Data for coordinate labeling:
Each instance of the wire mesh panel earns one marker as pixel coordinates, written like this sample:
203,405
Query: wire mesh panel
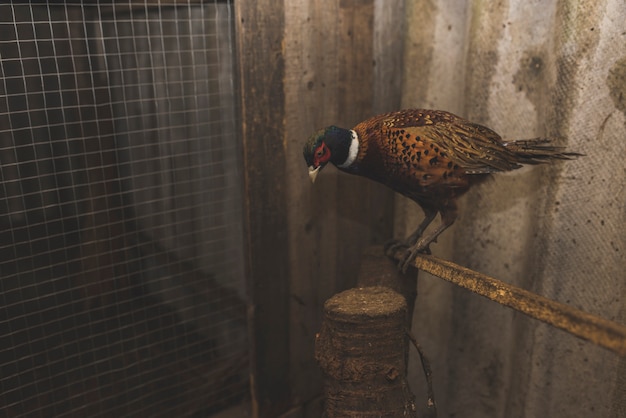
121,283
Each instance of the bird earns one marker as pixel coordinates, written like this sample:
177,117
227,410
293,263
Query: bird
430,156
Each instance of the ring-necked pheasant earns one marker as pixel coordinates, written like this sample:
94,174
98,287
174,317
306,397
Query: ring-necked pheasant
429,156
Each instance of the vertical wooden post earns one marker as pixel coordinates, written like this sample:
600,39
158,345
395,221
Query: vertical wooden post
362,351
260,31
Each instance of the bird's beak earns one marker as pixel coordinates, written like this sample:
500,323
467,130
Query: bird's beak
313,172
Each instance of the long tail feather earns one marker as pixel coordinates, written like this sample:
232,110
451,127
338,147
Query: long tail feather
538,151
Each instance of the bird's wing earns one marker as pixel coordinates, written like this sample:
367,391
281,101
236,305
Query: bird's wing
475,148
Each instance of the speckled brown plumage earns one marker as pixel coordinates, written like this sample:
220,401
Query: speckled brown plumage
430,156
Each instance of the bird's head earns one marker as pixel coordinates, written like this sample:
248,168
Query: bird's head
331,144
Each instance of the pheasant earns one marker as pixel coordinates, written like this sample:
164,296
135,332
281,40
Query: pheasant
430,156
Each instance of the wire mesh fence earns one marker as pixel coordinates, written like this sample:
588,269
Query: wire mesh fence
121,283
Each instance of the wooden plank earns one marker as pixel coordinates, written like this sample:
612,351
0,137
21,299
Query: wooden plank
329,79
260,28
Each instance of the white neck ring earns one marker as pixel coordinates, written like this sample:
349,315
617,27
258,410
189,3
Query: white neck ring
352,152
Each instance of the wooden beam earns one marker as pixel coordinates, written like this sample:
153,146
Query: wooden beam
259,30
600,331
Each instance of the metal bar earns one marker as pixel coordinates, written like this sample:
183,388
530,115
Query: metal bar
600,331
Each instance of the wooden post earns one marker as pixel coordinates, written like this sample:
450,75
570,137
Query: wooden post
361,349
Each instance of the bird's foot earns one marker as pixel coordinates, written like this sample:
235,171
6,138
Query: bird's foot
411,253
394,245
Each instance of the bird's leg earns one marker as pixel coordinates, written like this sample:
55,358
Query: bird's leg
392,246
448,216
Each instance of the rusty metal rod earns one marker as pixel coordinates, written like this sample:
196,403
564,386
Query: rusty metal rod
600,331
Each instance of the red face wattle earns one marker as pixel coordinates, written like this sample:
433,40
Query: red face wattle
321,155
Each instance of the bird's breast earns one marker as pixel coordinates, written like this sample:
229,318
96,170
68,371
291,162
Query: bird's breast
412,165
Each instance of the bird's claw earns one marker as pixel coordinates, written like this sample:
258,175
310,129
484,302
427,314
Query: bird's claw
394,245
410,254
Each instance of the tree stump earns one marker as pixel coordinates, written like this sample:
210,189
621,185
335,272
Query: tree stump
361,349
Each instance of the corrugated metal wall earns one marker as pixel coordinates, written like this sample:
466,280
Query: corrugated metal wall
527,69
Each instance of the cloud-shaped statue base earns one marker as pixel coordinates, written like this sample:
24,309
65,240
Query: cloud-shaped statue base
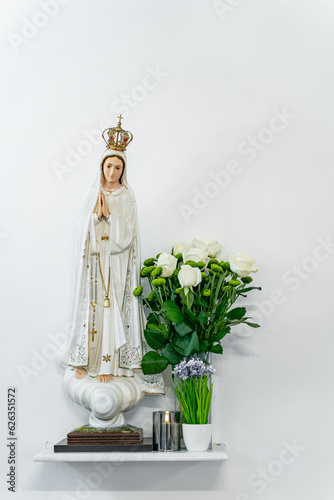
108,400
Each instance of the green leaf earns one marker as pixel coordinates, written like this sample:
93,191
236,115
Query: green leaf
203,319
172,312
156,340
217,349
221,334
236,313
152,318
193,319
204,345
152,363
253,325
171,354
187,345
182,329
188,299
158,329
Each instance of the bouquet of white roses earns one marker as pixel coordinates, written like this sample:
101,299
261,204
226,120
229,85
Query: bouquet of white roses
191,299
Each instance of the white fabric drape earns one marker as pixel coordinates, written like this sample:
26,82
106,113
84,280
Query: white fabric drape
117,345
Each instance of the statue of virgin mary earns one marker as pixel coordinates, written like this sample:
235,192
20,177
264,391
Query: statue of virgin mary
108,321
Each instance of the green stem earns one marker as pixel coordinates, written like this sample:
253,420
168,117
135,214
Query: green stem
150,307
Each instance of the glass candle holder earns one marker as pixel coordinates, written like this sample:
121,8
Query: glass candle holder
166,430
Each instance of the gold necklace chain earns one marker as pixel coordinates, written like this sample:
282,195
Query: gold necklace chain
106,299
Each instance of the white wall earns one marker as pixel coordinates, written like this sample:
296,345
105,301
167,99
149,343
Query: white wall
225,70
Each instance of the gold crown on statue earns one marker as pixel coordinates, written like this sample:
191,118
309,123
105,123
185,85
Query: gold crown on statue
118,138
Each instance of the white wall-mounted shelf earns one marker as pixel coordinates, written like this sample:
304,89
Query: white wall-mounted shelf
217,453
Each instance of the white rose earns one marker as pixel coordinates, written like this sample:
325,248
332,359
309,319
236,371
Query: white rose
212,247
242,264
180,247
189,276
168,263
195,254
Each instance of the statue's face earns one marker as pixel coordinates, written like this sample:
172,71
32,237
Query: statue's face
112,169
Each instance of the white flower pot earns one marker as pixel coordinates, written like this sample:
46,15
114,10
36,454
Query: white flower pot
197,437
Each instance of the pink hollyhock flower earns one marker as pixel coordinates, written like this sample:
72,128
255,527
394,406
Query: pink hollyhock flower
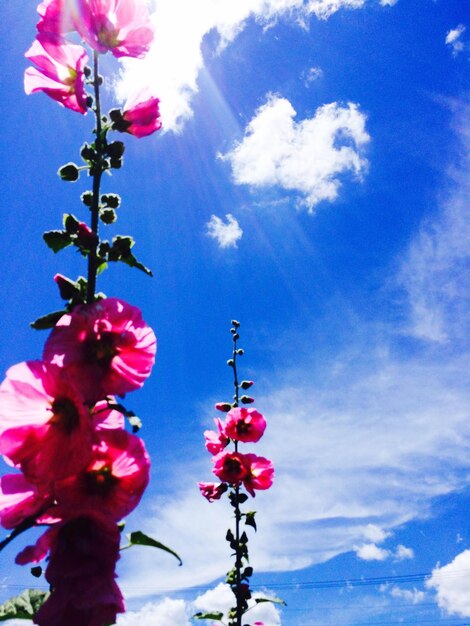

WRITTEN INSTRUCTION:
Switch every "earns" in the data above to "gets" and write all the lines out again with nothing else changed. Leave the pictures out of your answer.

FINISHED ANSWER:
Each instance of the wire mesh panel gets one marker as pixel coordinates, written like this sample:
203,405
Query: wire mesh panel
121,283
Each instance of the bird gets one marker as pixel coordinates, written like this sample:
177,117
227,410
293,263
Query: bird
430,156
Each instance of the ring-necked pheasant gets one marker as pixel coordinates, written like this sample:
94,174
98,287
174,317
306,397
Query: ring-necked pheasant
429,156
Each instance of the vertical wooden post gets one marker as pixel coordinates, written like this sample:
600,39
158,345
395,221
Query: vertical wooden post
362,351
260,31
Each instance of the bird's beak gets one marker as pixel coordinates, written like this sample:
500,323
467,130
Query: bird's beak
313,172
Each instance of the long tail feather gets one marker as pixel coordinates, written like this sample:
232,110
451,127
338,147
Query: long tail feather
538,151
Each instance of the bird's wing gets one marker as pixel coordinates, written like this sample:
367,391
281,101
236,305
Query: bird's wing
475,148
Each instance of the speckled brown plumage gets one marker as pixel coordinates, written like this sample:
220,401
Query: speckled brown plumage
430,156
Each instance of the bird's head gets one marker as pixel coordinates, written like this sample:
248,168
Query: bird's head
331,144
Each instance of the pheasant gets one marker as pixel coordinates, written like this sample:
164,296
135,332
281,40
Query: pheasant
430,156
Each instance of the wire mesh fence gets one marker as pixel coordinates, written like this sample:
588,269
Query: wire mesh fence
121,283
Each instance of the wooden plank gets one marker as pixel coordinates, written like this sample:
612,351
0,137
21,299
Query: wooden plank
329,79
260,28
Each instance of the white neck ring gets one marker as pixel coordinates, written like this sample:
349,315
617,27
258,410
189,3
Query: white neck ring
352,152
Each instance of the wooden beam gets one marker as pixel coordinates, written like this sample:
153,146
Query: wooden beam
259,30
600,331
Each instance of the metal bar gets one marker as pixel coordinates, written like this sample:
183,388
530,115
Query: metal bar
600,331
Each instance of the wooden post gets one marker as pixel coordinates, written like this sample:
450,75
570,137
Query: wooden post
361,349
Each instance of the bird's foot gets one marker as pixel coordinates, written like this sample:
235,171
6,138
Query: bird's foot
411,253
394,245
Each instance of the bird's leg gets one marker as pixel coordinates, written like this sample:
55,358
Query: bird's leg
392,246
448,216
Each instance of the rusty metal rod gets one marker as pixel coordinates, written like this sample:
196,403
564,386
Query: rusty metal rod
600,331
Each instance of the red face wattle gets one marker as pixel coordinates, written like this sample:
433,40
Query: red face wattle
321,155
Each instance of the bird's breast gets one marker as pixel coordinates, written like this sample:
229,318
96,170
68,371
291,162
Query: bird's breast
412,165
Each instance of the bird's claw gets one marker as pixel coordinates, written like this sample:
258,175
310,129
484,302
427,314
Query: bird's claw
394,245
410,254
Each instance of the tree stump gets one marker as pixel coordinates, written like this sample:
210,189
621,185
335,272
Query: tree stump
361,349
Each instance of the corrugated metal wall gets one marker as pixel coordinates, written like this sample:
466,280
Query: corrugated metal wall
527,69
Each instance of the cloud-shaped statue base gets one marker as pixel coordinates, written like this sample:
24,309
65,240
Query: cloud-shaped statue base
108,400
Each instance of the green leaf gets one marker as pixel coordinates, written like this sample:
93,191
236,115
Query: green leaf
203,319
172,312
156,340
217,349
221,334
236,313
152,318
193,319
204,345
152,363
253,325
171,354
187,345
182,329
188,299
158,329
Each instance of the bouquet of white roses gets one marker as pixel coordinates, written like this sample:
101,299
261,204
226,120
229,85
Query: bouquet of white roses
191,299
Each instance of the white fabric drape gets one marker as pixel coordinates, written like this sample:
26,82
106,113
84,280
Query: white fabric drape
117,345
Each instance of the statue of virgin mary gets one marker as pixel coordinates, written like this sample:
235,192
20,177
264,391
Query: statue of virgin mary
108,321
Each instance of the green stem gets one marker as pixel coordinates, written like this sample:
253,420
168,117
135,214
Query: green stem
150,307
Each instance of the glass candle holder gets one marker as pixel coordinates, written like this sample:
121,8
Query: glass candle holder
166,430
Each instance of the gold necklace chain gets one marker as pixel coordinates, written like this sample:
282,195
Query: gold necklace chain
106,299
Each instance of the white wall gets one marker as pixel coordinates, written like this sample:
296,345
105,301
167,99
149,343
Query: white wall
225,70
Each instance of the gold crown on statue gets one marker as pixel coordinates, written like this sample:
191,118
309,123
105,123
185,85
Query: gold crown on statue
118,138
Each instance of the white wall-mounted shelf gets one marker as pixel coordinates, written like this sample:
304,89
Query: white wall-mounted shelf
217,453
Each instance of the white rose gets one marker as pixel coordinates, written like this sample:
325,248
332,359
309,319
236,371
Query: white rose
212,247
242,264
180,247
189,276
168,263
195,254
Each instance of the statue's face gets one marker as pixel coordinates, written like this sample:
172,71
32,237
Query: statue's face
112,169
Each instance of the white flower pot gets one marker as pixel coordinates, written like this sample:
46,15
114,10
36,454
Query: white flower pot
197,437
Each instance of the pink hollyhock flower gets one marker as pixel coordinates, written like this sample:
72,128
255,527
394,406
Query: pink hollyhock flower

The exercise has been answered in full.